• [ФРАГМЕНТ ДОКУМЕНТА]:
Почему я в Рязани? Потому что в Москве таких горностаев не прописывают и, вероятно, никогда прописывать не будут. Что делаю? Преподавала графику в местном художественном училище, а в летние месяцы приняла школьный секретариат. Тошнит от папок, скрепок, ножей, «принято к сведению» и «сдано в архив». А главное — нужно сидеть на месте все положенные часы — самые солнечные. Как живу? Да так вот и живу. Плохо, в общем.

Окружение моё — гоголевское и чеховское. Только без них самих. Сам городок — хорош. Но когда подумаешь, что — может быть - на всю жизнь, то тут-то печень и начинает пухнуть.

В Рязани очень много цыган, нищих, есть даже настоящие юродивые, среди них одна особа в рубище, которая изъясняется то матом, то по-божественному. По преданию, она жена прокурора. Утром и вечером по улицам города идут коровы; на колхозном рынке бабы в клетчатых юбках и при «рогах» обдуривают офицерских жён в буклях и с «плечиками». Вечерами молодёжь гуляет по Почтовой — местному Охотному Ряду.

Вот пока и всё. Если будете писать мне, то непременно расскажите про море.

Всего Вам хорошего.

А.Э. 494748

23 июня 1948, Рязань

Дорогой Николай Николаевич! Спасибо сердечное за лист письма и за лист в письме. Видимо, моё предыдущее послание было и в самом деле «печеночным», судя по тому, что Вы меня почти ругаете то ли за тон его, то ли за содержание. Правда, я очень болела тогда, когда писала Вам, и потому, что, сверх всего прочего, я испытывала в это время боль физическую, всё казалось мне значительно более больным, чем обычно. Ибо бессмертная душа значительно быстрее отзывается на боль, испытываемую телом, чем последнее — на душевную. А Бог её знает, бессмертна ли она, в конце концов? На десяток, ну на сотню душ, переживших тело, сколько тел, переживающих душу! Насчёт же того, что «везде есть люди» (т. е. «души»!) - как Вы мне пишете, то для меня это совершенно не требует доказательств. Я их встречала в самой преисподней. Они меня - тоже!

А.С. Эфрон со своей сослуживицей Т.Т. Чубукиной Рязань, 1948

Но кое-что в Вашем письме мне неясно. Почему я должна радоваться хлебниковской цитате о Пушкине и Лермонтове и считать, что это - тоже «Рязань» или - что «Рязань» тоже это?1 Нет, это не «Рязань», ибо это непоправимо, а Рязань, в конце концов, может быть, и да. Непоправима только смерть, а все прочие варианты включают в себя какую-то долю надежды. Правда, что касается меня и Рязани, то я не надеюсь — но мечтать мечтаю. Ибо поверить в то, что это — на всю жизнь, понять это - ужасно. Вот я и не верю, и не понимаю, как до конца не поняла тех восьми лет, зачастую воспринимая их трагически, но никогда — всерьёз!

И потом - почему мы с Вами должны драться на рапирах, как мушкетеры или суворовцы? Я совсем не хочу драться, я очень миролюбива! Не деритесь, пожалуйста, и Вы! В своём предыдущем письме Вы говорили о «приятно и приютно», а в этом — уже вооружены. Да ещё рапирой.

Данные точечной разметки:

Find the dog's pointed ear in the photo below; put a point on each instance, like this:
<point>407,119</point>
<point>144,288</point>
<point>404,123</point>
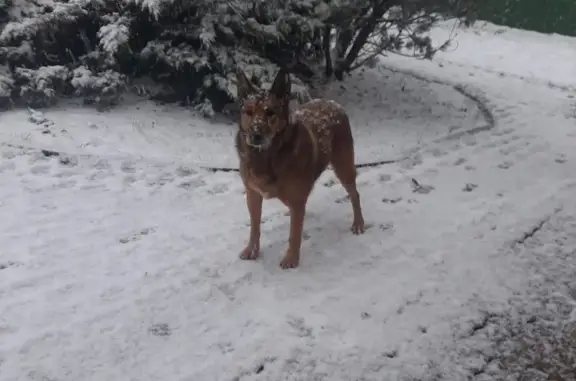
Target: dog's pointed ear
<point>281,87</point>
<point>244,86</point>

• [ЦЕЛЬ ЗАДАНИЯ]: Переведите на английский язык предложение из рязанского письма: «Вечерами молодёжь гуляет по Почтовой — местному Охотному Ряду».

• [ПОЛНЫЙ ОТВЕТ]: In the evenings, young people stroll along Pochtovaya Street, the local Okhotny Ryad.